THE REQUEST: Reproduce each of the items below line for line, keeping every word and character unchanged.

DATA SHOWN:
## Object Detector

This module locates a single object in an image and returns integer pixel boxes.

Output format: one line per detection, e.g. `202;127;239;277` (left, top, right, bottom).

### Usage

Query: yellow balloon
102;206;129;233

SOLVED PROBLEM:
## Object Detector

This module locates a single object in an image and returns integer pixel boxes.

Output format: one line per detection, e.g. `202;127;239;277` (left, top, right, bottom).

### Usage

Query: yellow balloon
102;206;129;233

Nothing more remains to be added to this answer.